Given records:
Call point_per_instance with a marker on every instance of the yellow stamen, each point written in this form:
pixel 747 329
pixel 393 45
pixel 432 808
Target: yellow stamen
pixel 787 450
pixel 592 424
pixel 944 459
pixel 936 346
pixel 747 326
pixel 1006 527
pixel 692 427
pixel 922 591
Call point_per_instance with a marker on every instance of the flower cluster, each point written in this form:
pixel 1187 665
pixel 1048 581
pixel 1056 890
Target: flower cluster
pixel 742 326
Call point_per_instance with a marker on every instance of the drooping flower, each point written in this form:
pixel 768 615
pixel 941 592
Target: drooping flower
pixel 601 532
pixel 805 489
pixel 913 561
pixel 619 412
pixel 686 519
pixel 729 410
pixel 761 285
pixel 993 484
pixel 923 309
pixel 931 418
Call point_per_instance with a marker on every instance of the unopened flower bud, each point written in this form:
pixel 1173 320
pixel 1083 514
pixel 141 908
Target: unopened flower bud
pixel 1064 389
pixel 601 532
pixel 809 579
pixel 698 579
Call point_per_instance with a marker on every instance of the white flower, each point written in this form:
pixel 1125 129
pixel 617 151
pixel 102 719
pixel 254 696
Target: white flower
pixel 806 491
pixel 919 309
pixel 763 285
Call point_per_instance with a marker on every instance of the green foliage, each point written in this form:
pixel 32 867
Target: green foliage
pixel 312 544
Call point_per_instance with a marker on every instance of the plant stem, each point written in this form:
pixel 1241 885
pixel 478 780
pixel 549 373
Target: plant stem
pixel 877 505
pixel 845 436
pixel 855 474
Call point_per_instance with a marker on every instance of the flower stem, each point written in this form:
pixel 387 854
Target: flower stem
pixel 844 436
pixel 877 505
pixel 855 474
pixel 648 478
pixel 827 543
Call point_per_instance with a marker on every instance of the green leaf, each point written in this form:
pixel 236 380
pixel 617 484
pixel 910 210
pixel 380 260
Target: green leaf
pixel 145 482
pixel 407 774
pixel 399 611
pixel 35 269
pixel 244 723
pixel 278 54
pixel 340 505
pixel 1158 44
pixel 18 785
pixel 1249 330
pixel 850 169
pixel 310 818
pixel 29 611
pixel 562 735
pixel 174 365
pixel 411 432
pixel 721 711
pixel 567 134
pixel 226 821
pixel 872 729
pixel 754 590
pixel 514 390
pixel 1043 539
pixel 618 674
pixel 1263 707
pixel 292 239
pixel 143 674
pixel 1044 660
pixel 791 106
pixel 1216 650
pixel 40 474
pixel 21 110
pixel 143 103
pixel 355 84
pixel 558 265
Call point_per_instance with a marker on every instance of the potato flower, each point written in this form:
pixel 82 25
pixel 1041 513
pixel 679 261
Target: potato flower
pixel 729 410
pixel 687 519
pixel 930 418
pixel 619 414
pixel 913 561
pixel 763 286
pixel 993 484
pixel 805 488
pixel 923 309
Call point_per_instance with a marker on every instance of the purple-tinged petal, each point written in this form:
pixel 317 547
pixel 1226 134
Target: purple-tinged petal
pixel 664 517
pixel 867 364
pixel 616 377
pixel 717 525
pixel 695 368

What is required: Rewrite the material with "dot" in place of each "marker", leaving everything else unchanged.

Task output:
Call point_per_instance with a dot on every instance of the yellow stamen, each point written in this form:
pixel 747 329
pixel 393 45
pixel 432 808
Target: yellow stamen
pixel 787 450
pixel 592 424
pixel 944 459
pixel 936 346
pixel 747 326
pixel 1006 527
pixel 692 427
pixel 922 591
Call point_per_instance with a dot on every instance of the flower cluster, each point written in this form:
pixel 1187 665
pixel 1048 581
pixel 1056 890
Target: flower cluster
pixel 742 326
Call point_per_instance with a dot on every instance of the drooping flower, each point written in this form:
pixel 768 615
pixel 941 592
Target: drooping flower
pixel 601 532
pixel 805 489
pixel 913 561
pixel 619 412
pixel 686 519
pixel 729 410
pixel 761 285
pixel 993 484
pixel 923 309
pixel 931 418
Call point_per_instance with a dot on every instance of the unopened flower bud, each point written in this form:
pixel 1173 320
pixel 1083 514
pixel 141 908
Target: unopened flower bud
pixel 1064 389
pixel 601 532
pixel 809 579
pixel 698 579
Call point_per_instance with a dot on every instance of the white flower, each point written in this form:
pixel 1125 129
pixel 617 151
pixel 102 719
pixel 254 696
Target: white flower
pixel 806 491
pixel 919 309
pixel 763 285
Call point_per_instance with a dot on every instance of the green foliage, each point written in this form:
pixel 32 867
Target: green foliage
pixel 312 544
Call point_per_instance with a dot on every instance of the plant stem, each point written in this form:
pixel 1241 885
pixel 478 780
pixel 549 373
Target: plant stem
pixel 877 505
pixel 845 436
pixel 855 474
Call point_per_instance with a dot on every instance of the flower stem, each point written in this form:
pixel 387 854
Target: flower stem
pixel 844 436
pixel 877 505
pixel 855 474
pixel 648 478
pixel 827 543
Call point_per_instance with a dot on every instance of the green leaf, each point written in this form:
pixel 236 380
pixel 617 484
pixel 910 210
pixel 380 260
Target: green leaf
pixel 145 482
pixel 407 774
pixel 399 611
pixel 35 269
pixel 244 723
pixel 278 54
pixel 340 505
pixel 1158 44
pixel 18 785
pixel 1249 330
pixel 850 169
pixel 310 818
pixel 29 611
pixel 562 735
pixel 174 365
pixel 411 432
pixel 721 711
pixel 567 134
pixel 226 821
pixel 872 729
pixel 754 590
pixel 514 390
pixel 1043 539
pixel 618 674
pixel 1263 707
pixel 292 239
pixel 143 674
pixel 1044 660
pixel 791 106
pixel 1216 650
pixel 40 474
pixel 21 110
pixel 143 103
pixel 355 84
pixel 558 265
Call point_per_instance with a dot on every instance of the potato flower, each point written in this form:
pixel 82 25
pixel 1041 513
pixel 679 261
Target: potato flower
pixel 729 410
pixel 687 519
pixel 930 418
pixel 619 414
pixel 913 561
pixel 763 286
pixel 993 484
pixel 805 488
pixel 923 309
Call point_per_instance with a dot on every instance of the purple-tinged petal, each point written in this form:
pixel 317 547
pixel 1226 134
Target: purple-tinged petal
pixel 664 517
pixel 867 364
pixel 616 377
pixel 717 525
pixel 695 368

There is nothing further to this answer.